═══ DOCUMENT PASSAGE ═══

Imperatively modelled functional detail: While an axiomatic modelling approach such as  $\mu$ spec also provides finer temporal resolution (through microarchitectural events), it lacks functional detail. A micro-update model, however, captures functional behaviour through micro-update bodies (Fig. 4(B)). As discussed in §II-D, this allows specification of security properties like NI. Secondly, micro-updates describe imperative operations on the model state (§III-A1). This enables per-cycle equivalence proofs with the RTL, which is essential for accurate model lifting. This contrasts with  $\mu$ speclike axiomatic approaches which require global invariants ( [29], [44]).

#### A. Components of the micro-update model

1) Signals: A micro-update model captures a design slice which is identified by a set of signals-of-interest, which we denote as  $S_{data}$ . When generating the model, the user can specify these based on the RTL signals over which they wish to perform security analysis. At each cycle, each data signal from  $S_{data}$  is mapped to a value by an assignment  $\sigma_{data}$  :  $S_{data} \rightarrow \mathbb{V}$ .

═══

WRITTEN PROBLEM 1: In the micro-update model passage, what does a micro-update model capture functional behavior through?
WRITTEN PROBLEM 2: Pick up the micro-update model passage after its last sentence and keep writing.
The lines that follow have no connection to the micro-update model passage.

═══ DATA RECORDS ═══

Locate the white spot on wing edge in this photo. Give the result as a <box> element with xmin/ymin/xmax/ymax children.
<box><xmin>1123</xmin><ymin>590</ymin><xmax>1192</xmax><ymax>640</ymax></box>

═══
═══ DATA RECORDS ═══

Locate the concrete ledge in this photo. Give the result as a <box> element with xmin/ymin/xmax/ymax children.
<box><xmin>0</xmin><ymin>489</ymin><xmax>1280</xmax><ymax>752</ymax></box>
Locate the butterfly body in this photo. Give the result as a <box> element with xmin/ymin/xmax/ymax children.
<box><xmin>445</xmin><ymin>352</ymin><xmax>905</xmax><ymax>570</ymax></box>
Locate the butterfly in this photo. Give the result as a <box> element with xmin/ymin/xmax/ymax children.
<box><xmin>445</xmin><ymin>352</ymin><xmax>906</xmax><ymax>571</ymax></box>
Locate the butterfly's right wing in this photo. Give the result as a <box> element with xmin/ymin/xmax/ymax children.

═══

ANSWER 1: Through micro-update bodies.

ANSWER 2:
2) Micro-updates: A micro-update is an imperative codeblock that typically operate on small subsets of signals (Fig. 4(B)). The model as a whole comprises a set of micro-updates, L. At each cycle, signals from  $S_{data}$  are updated based on the micro-updates from L that are invoked during that cycle. The body of each micro-update  $t \in L$  provides the semantics [t], which defines how t transforms the  $S_{data}$  signals when invoked. An instruction typically performs several of these micro-updates during its lifetime, as Fig. 4(D) illustrates.

3) Trigger signals and guards: The micro-updates are invoked based on a Boolean condition called a guard. A guard for a micro-update t is a boolean condition  $G_t$  evaluated over the trigger signals  $S_{trig}$ :  $G_t(S_{trig}) \in \{true, false\}$ . The micro-update t is executed at a cycle iff  $G_t$  evaluates to true. Trigger signals typically correspond to top-level inputs of the RTL design (e.g. instruction the data memory ports). Thus the micro-update model can directly relate micro-update invocation to the instructions inputs provided to the design. This is beneficial since it allows micro-update models to be easily connected to software-side analyses (which operate over ISA instructions).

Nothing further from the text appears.